▶ **Records**
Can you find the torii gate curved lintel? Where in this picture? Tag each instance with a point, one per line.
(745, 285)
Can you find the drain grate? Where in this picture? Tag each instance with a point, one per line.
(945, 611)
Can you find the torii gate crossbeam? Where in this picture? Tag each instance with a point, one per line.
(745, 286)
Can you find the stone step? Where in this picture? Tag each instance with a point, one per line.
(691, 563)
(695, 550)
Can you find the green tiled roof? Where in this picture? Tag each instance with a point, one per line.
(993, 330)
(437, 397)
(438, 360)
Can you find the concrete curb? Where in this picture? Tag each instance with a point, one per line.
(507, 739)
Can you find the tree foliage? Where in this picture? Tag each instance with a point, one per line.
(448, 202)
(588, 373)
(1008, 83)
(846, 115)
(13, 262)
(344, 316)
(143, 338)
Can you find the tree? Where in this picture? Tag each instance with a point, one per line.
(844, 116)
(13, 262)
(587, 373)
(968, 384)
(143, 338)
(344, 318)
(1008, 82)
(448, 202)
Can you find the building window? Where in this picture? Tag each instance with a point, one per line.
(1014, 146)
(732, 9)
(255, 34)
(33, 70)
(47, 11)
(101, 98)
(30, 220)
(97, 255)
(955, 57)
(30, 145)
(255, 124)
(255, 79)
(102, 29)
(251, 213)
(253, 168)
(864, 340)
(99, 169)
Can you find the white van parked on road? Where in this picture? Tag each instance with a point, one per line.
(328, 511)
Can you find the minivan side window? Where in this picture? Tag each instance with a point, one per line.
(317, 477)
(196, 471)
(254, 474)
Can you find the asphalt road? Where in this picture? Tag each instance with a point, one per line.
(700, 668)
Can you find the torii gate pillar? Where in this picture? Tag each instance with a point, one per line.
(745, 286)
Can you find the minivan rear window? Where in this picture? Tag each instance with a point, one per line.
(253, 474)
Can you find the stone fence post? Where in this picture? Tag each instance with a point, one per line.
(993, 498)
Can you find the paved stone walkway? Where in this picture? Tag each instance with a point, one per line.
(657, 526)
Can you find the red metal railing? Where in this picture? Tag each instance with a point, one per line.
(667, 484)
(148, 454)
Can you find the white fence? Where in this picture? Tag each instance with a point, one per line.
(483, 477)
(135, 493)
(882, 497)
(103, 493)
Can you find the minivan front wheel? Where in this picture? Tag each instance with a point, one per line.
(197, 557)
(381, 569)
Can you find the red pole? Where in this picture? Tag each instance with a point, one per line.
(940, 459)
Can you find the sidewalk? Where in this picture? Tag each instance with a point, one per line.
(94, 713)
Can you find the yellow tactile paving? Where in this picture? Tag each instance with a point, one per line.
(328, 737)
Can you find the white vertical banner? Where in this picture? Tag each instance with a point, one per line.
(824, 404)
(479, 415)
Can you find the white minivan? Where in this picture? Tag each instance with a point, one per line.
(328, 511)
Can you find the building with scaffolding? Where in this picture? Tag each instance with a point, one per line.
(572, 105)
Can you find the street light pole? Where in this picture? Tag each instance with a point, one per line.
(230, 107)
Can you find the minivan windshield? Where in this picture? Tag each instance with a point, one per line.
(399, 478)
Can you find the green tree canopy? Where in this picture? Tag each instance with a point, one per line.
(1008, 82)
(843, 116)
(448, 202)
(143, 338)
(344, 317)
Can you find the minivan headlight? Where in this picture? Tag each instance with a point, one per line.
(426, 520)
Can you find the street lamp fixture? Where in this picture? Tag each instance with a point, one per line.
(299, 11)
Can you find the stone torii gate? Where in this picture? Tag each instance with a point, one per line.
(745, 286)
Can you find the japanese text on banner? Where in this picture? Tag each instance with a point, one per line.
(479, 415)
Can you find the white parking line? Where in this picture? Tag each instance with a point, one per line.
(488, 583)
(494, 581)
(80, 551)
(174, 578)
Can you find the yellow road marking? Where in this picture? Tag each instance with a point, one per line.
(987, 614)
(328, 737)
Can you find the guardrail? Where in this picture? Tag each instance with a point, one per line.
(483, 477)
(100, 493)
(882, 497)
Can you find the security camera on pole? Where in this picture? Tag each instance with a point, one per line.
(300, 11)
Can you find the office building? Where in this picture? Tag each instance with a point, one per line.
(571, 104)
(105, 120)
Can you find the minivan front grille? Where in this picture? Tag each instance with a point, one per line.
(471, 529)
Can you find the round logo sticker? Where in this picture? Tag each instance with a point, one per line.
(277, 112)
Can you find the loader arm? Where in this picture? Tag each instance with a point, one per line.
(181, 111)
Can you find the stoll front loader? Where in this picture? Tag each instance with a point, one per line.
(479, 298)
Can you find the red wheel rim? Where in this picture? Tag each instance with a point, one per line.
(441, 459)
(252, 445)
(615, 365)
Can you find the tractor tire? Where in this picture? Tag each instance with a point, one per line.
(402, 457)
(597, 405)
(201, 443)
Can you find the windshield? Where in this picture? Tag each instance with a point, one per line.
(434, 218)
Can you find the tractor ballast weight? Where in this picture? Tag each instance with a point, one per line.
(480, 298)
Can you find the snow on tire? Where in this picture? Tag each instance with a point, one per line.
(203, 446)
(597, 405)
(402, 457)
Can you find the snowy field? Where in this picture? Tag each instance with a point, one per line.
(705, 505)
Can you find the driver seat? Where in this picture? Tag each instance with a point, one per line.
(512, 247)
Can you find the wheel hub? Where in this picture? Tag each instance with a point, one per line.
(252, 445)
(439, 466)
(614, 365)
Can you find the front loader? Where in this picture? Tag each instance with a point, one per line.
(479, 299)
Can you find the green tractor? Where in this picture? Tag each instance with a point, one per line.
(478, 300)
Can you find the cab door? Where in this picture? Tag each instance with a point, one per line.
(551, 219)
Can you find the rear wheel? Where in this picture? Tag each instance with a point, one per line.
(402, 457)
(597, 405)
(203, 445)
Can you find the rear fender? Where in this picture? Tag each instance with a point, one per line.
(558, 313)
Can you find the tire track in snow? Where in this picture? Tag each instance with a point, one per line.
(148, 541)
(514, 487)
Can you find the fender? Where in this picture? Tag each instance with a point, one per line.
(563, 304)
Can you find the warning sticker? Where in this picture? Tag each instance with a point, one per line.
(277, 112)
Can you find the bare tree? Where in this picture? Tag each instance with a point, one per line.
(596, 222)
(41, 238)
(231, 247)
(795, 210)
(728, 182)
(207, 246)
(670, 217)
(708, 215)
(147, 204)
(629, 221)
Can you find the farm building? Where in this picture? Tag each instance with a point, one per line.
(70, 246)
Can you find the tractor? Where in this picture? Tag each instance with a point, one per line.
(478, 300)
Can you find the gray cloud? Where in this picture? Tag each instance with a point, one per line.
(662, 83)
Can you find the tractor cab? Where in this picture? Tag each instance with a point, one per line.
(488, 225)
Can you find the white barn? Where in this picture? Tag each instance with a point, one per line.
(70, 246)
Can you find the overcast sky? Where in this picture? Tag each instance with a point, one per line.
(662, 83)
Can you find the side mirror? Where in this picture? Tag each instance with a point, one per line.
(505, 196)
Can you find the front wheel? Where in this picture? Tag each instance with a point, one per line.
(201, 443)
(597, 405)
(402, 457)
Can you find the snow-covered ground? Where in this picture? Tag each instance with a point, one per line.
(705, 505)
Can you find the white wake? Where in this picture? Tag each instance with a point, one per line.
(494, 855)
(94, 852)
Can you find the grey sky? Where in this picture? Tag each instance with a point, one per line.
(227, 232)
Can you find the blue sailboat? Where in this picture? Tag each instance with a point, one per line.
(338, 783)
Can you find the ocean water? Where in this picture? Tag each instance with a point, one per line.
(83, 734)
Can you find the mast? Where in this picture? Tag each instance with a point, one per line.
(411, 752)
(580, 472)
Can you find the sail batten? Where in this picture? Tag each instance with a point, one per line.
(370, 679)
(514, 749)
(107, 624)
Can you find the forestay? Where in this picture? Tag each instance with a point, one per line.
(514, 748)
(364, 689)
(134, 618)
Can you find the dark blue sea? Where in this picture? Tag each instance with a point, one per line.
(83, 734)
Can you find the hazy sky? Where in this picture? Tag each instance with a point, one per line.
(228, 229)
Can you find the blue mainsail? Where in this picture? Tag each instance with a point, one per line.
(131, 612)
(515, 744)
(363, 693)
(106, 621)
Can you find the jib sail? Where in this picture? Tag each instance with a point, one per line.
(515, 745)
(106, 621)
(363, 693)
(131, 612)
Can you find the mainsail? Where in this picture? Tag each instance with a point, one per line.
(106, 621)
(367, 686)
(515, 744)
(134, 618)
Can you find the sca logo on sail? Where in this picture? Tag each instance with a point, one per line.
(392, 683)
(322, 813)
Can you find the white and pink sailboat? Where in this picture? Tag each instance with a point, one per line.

▶ **Task statement**
Return the line that contains "Can you find the white wake?" and all lines after it, verbatim, and nothing else.

▶ **Right answer**
Can you find the white wake? Where in this picture? Tag each instance with a point, one per line.
(494, 855)
(94, 852)
Can you find the grey sky? Where in this picture? Tag each instance with a point, one per line.
(227, 232)
Can you find the blue sailboat? Where in this picture? Tag each instance with a point, one per line.
(338, 783)
Can you find the ocean water? Where in this picture? Tag each instance with a point, one per line.
(83, 734)
Can you find the mast? Where in this picture? Tag each instance with a point, one per line.
(411, 752)
(580, 472)
Can you find the sail batten? Where in this picture? Tag each instance with a point, one per line.
(370, 679)
(514, 749)
(107, 624)
Can you find the forestay? Where in this picture? Tag each instance with a point, one per line.
(514, 748)
(364, 689)
(134, 618)
Can you find the dark blue sea? Where in this picture? Tag each instance with a point, one per line.
(83, 734)
Can you find the hazy sky? Where in this picture? Tag each instance with a point, one per line.
(228, 229)
Can you find the blue mainsail? Where in this picture? Tag each instance with a point, one per line.
(131, 612)
(515, 744)
(363, 693)
(106, 621)
Can you find the jib sail? Where in this picture? Tag each instance with a point, one per line.
(515, 745)
(106, 621)
(363, 693)
(131, 612)
Can you find the mainsail? Where in this picture? Tag each instance with a point, one per line.
(106, 621)
(367, 686)
(515, 744)
(134, 618)
Can you find the sca logo on sail? Where in this picture? Tag each instance with a point, one per line.
(392, 683)
(322, 813)
Can you find the white and pink sailboat? Where in this picture? Tag each instance with a point, one per line.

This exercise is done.